**Stated goal**:
Return every entry exactly as written.

______________________________

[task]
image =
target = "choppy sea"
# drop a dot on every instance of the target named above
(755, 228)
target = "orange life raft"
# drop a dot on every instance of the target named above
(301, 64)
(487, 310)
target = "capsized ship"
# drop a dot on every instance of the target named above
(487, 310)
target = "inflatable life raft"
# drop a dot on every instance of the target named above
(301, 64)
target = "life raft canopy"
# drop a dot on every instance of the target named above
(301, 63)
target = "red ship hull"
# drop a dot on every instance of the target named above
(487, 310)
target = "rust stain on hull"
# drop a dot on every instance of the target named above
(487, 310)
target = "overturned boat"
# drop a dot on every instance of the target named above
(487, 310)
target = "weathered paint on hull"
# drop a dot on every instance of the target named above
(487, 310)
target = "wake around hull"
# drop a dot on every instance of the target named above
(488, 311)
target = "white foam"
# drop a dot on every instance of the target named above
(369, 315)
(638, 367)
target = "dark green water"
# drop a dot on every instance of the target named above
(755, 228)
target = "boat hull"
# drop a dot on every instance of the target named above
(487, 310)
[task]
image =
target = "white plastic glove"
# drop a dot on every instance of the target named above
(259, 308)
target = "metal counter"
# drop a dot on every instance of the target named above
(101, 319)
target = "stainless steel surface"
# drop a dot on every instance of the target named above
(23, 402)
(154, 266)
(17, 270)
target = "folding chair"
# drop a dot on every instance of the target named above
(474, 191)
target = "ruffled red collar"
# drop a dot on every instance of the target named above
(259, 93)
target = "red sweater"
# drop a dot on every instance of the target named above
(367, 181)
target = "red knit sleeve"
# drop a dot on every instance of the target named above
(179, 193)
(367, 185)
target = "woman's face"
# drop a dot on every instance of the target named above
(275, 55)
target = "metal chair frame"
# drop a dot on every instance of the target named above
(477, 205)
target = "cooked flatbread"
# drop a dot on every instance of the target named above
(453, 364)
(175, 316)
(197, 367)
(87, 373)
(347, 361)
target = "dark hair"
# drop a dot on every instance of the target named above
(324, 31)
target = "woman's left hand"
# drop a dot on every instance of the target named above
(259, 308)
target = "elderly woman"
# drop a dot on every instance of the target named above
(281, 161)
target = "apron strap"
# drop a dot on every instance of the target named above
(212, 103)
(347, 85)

______________________________

**Solution for this problem**:
[task]
image =
target = "choppy sea"
# drop a dot on every instance of the target named above
(755, 228)
target = "orange life raft"
# drop a dot on every instance of the target named above
(301, 64)
(487, 310)
target = "capsized ship"
# drop a dot on every instance of the target named above
(487, 310)
target = "inflatable life raft"
# drop a dot on every instance of the target named above
(301, 64)
target = "life raft canopy"
# drop a dot on every instance of the target named above
(301, 63)
target = "red ship hull"
# drop a dot on every instance of the target named above
(487, 310)
target = "rust stain on hull"
# drop a dot on every instance of the target named above
(487, 310)
target = "overturned boat"
# drop a dot on every instance of the target named above
(487, 310)
target = "weathered paint on hull"
# drop a dot on every instance of the target named above
(487, 310)
target = "wake around hull"
# drop a dot on every instance of the target named above
(488, 311)
target = "white foam"
# drop a dot on every instance of the target named above
(369, 315)
(638, 367)
target = "dark green water"
# drop a dot on every instance of the target named above
(755, 228)
target = "boat hull"
# drop a dot on every instance of the target named above
(487, 310)
[task]
image =
target = "white plastic glove"
# drop a dot on every instance of the target named above
(259, 308)
target = "metal counter"
# drop a dot on every instance of the target named above
(101, 319)
target = "stainless steel surface"
# drop a dot on every instance of the target named above
(23, 402)
(154, 266)
(17, 270)
target = "folding chair"
# drop a dot on every instance of the target named above
(474, 191)
target = "ruffled red collar"
# drop a dot on every instance of the target named above
(259, 93)
target = "red sweater"
# drop a dot on every instance of the target named above
(367, 181)
target = "red knit sleeve"
# drop a dot on every instance of the target named above
(179, 193)
(367, 185)
target = "woman's face"
# drop a dot on every instance of the target named above
(275, 55)
target = "metal chair frame"
# drop a dot on every instance of the target named above
(477, 205)
target = "cooked flatbread"
# drop a dot on every instance of the target named above
(453, 364)
(175, 316)
(197, 367)
(87, 373)
(347, 361)
target = "dark hair"
# drop a dot on every instance of the target named above
(324, 31)
target = "woman's left hand"
# drop a dot on every instance of the target named above
(259, 308)
target = "elderly woman"
# drop a dot on every instance of the target named above
(281, 161)
target = "apron strap"
# drop a dot on every instance of the target named above
(212, 103)
(347, 85)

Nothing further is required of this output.